§ **DOCUMENT**
────────────────
Perfectionism has become one of the great afflictions of our time. Everything must be perfect. The body. The career. The family. The home. Our lives on Instagram. But here’s the truth nobody talks about: The perfect human being doesn’t exist. It never has. And the chase for this phantom keeps millions trapped in a hamster wheel of stress, exhaustion, and constant dissatisfaction.
In this article, I share how I was enslaved by perfectionism’s tyranny – until my body said stop. And I give you concrete tools to break free. Not theoretical ideas, but experiences from my own journey and from hundreds of people I’ve helped over more than twenty years as a life coach and shaman.
I was once proud of being a perfectionist
It was part of who I was. My identity. My strength.
Or so I thought.
Everything had to be 100 percent. Every report. Every presentation. Every project. I constantly strived to make things better and better. Even the greatest success was never good enough – because everything could always be even better. Even more polished. Even more refined.
It was never enough.
As a civil engineer and business leader, I had learned to optimize everything. Processes. Systems. Results. People. Myself. I treated life like an engineering project – something that could and should be fine-tuned to perfection.
I remember how I could sit until late at night working on a report that was already good enough. But “good enough” wasn’t in my vocabulary. I chased the perfect word choice, the perfect phrasing, the perfect structure. Hours and hours passed. My family waited. My body screamed for rest. But the perfectionist in me was deaf to everything except the demand for more.
In December 2003, the entire system collapsed.
I woke up brutally from my illusion about what life is about. Burned out. Destroyed. Unable to function. My body refused to obey. My head was fog. My energy was gone – not just reduced, but completely depleted.
The doctors talked about how I might never return to work. They discussed permanent disability.
It was the most painful awakening of my life.
But also the most important.
Society glamorizes perfectionism
Look around you. The message is everywhere. It presses into our consciousness from all directions.
We must have a perfect body. The facade must be impeccable with house, car, cabin by the sea, and happy children in matching clothes. Job and income define our social status. The higher and faster we climb the career ladder, the more valuable and perfect we are in society’s eyes.
Instagram shows us glittering snapshots from others’ seemingly perfect lives. Filtered images of perfect dinners, perfect vacations, perfect family moments. LinkedIn feeds us success stories from people who seem to master everything. Advertising tells us we’re just one thing away from being complete – and that thing can, of course, be purchased.
We compare our inner chaos with others’ outer facades. And we lose every time.
We live in a world where our own and others’ expectations lead us to merely exist. We rush from one thing to the next. Answering messages. Checking social media. Dropping off and picking up children. Working overtime. Exercising. Shopping. Cleaning. Organizing. Planning.
────────────────
§ **SET EXERCISE A**
In the essay on perfectionism, translate "It was the most painful awakening of my life." into Spanish.

§ **THE INPUT**
────────────────
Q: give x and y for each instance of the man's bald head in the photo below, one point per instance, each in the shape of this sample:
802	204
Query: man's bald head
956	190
────────────────
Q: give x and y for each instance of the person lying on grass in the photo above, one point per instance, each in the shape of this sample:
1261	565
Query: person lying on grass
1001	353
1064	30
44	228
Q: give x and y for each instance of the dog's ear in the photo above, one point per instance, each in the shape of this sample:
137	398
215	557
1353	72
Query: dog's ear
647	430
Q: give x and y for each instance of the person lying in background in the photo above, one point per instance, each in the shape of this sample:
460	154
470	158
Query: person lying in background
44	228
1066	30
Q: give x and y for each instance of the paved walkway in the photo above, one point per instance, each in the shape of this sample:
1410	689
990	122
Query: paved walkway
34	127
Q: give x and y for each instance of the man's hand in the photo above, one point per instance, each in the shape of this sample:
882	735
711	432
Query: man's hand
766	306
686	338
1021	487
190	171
────────────────
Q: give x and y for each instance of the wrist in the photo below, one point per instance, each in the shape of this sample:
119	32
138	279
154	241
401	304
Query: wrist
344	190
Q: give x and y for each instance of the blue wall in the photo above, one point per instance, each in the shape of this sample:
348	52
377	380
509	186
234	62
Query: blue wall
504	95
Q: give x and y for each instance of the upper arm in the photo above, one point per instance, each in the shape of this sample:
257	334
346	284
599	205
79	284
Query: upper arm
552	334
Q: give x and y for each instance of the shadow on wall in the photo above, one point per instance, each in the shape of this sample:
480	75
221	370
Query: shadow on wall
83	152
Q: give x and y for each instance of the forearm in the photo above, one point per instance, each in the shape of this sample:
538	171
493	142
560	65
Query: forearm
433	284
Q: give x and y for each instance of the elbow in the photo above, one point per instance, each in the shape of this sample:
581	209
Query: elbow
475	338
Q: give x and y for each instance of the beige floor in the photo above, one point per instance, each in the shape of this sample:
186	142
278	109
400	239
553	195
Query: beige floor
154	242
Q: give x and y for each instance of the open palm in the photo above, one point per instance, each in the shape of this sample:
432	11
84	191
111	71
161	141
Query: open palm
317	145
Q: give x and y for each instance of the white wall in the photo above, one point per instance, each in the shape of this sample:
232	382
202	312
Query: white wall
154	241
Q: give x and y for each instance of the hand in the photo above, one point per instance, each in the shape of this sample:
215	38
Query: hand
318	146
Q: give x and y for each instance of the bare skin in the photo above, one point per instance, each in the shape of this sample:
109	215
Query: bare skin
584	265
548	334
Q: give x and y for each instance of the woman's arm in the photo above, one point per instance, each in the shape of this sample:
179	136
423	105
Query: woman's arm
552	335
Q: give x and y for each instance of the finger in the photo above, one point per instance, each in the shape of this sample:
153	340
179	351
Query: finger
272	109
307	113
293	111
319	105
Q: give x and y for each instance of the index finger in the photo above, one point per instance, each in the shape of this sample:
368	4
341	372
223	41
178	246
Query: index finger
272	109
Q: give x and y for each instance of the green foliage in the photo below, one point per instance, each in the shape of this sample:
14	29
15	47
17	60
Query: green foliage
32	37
────────────────
§ **SET EXERCISE B**
Collect every row above that contains the string "upper". Case counts.

§ **REPLY A**
Fue el despertar más doloroso de mi vida.

§ **REPLY B**
Q: give x and y for each instance of the upper arm in the photo above, one point per instance, each in the shape of this sample:
Query: upper arm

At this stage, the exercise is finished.